## [Task goal]
Rescale the stretch of material from its beginning through the line containing "[(369, 140)]", inclusive, reproducing every line, requests included. Multiply each coordinate in the answers by 1.5 and round to a whole number, rounding halves up, while leaving the numbers in the requests and their sample bodies unchanged.
** BEGIN Entries supplied **
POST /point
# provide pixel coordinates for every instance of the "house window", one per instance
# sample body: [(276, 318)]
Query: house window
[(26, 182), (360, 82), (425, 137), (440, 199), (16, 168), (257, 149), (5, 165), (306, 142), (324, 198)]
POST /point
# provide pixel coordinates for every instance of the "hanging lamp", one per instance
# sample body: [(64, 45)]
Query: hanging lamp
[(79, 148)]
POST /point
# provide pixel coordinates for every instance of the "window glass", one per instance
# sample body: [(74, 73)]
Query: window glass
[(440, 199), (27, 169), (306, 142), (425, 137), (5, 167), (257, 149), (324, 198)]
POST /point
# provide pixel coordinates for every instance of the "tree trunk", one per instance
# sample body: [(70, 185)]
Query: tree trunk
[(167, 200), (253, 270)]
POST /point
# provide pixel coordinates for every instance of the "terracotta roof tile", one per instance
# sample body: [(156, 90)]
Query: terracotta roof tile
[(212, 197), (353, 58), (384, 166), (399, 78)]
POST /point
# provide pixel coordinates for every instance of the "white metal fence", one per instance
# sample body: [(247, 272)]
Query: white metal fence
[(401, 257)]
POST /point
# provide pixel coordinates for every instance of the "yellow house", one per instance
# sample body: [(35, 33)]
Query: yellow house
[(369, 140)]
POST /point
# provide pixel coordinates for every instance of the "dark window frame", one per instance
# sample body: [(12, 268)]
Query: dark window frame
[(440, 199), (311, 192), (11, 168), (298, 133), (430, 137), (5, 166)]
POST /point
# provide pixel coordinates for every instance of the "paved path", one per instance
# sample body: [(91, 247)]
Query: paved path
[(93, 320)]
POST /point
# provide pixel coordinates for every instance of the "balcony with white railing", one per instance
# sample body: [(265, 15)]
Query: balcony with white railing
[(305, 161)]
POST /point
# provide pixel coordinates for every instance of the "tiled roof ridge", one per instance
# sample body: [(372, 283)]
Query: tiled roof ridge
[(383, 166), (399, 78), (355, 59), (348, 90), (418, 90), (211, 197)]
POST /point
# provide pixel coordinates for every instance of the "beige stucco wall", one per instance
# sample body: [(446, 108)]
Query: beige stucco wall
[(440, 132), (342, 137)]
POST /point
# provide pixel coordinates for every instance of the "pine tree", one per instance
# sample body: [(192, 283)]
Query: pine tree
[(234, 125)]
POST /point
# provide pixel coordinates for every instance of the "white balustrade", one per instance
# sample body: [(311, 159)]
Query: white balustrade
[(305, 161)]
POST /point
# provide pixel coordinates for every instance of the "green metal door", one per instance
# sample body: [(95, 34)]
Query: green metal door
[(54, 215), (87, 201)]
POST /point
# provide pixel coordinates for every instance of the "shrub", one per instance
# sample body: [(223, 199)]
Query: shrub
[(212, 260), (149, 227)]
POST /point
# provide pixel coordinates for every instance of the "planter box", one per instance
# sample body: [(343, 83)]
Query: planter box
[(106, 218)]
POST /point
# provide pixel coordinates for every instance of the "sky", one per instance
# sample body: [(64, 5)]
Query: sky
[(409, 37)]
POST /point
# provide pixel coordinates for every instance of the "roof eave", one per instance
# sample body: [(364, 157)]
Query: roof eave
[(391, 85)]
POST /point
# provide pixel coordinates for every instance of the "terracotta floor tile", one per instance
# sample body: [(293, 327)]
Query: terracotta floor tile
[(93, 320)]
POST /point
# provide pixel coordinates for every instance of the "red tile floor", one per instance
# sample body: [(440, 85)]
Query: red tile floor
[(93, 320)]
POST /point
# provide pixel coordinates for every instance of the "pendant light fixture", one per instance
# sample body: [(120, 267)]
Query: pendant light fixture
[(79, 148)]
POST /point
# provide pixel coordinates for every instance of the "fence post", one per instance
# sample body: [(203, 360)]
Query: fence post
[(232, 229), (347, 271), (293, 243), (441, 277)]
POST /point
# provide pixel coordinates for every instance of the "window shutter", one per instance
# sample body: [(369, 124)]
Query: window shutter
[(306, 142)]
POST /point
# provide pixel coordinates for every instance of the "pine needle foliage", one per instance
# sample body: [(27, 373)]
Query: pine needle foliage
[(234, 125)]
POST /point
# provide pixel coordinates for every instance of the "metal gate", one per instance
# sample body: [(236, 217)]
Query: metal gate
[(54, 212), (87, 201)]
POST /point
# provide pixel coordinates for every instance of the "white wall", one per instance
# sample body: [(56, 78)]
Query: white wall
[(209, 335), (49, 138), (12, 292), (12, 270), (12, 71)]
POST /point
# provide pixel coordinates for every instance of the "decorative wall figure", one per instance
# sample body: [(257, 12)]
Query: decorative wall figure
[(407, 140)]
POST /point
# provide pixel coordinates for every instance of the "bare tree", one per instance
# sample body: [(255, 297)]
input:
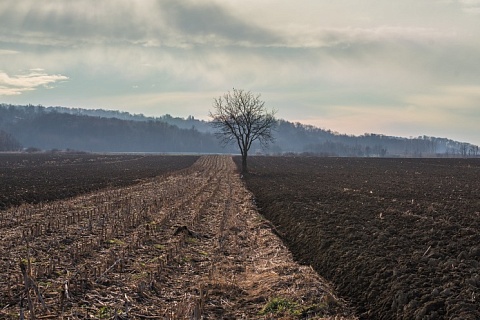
** END Entries supplied **
## [Response to this task]
POST /point
# provide pixel coordinates for every instance of the "house window", one per instance
# sample body: [(276, 318)]
Query: house window
[(39, 273), (540, 123), (638, 206), (660, 299), (24, 252), (386, 224), (8, 248), (459, 213), (486, 297)]
POST /point
# provide pixel coordinates for every instance of the "hanging lamp", one per instance
# sample body: [(64, 45)]
Query: hanging lamp
[(119, 222)]
POST /point
# provide pixel coordinates for every instance of the "window glass", one per instance
# sample body: [(74, 73)]
Query: window glass
[(660, 299), (41, 254), (459, 213), (638, 206), (8, 251), (386, 224), (486, 297)]
POST /point
# provide pixel coordinates for every instance of the "tree trunk", one per instance
# sample body: [(70, 185)]
Query: tree trunk
[(251, 300), (380, 405)]
POST /point
# provide pixel coordinates for every instance of the "terracotta roof tile", one per instance
# sample body: [(156, 90)]
Query: terracotta roof tile
[(318, 296), (530, 87), (576, 249), (599, 117)]
POST /point
# provide pixel coordinates for every instance of the "white metal fence", one per instance
# sample body: [(247, 272)]
Query: white metal fence
[(602, 386)]
POST /point
# provide pixel coordinates for every instance of the "yellow house", one per instance
# sample body: [(35, 33)]
Query: yellow house
[(554, 210)]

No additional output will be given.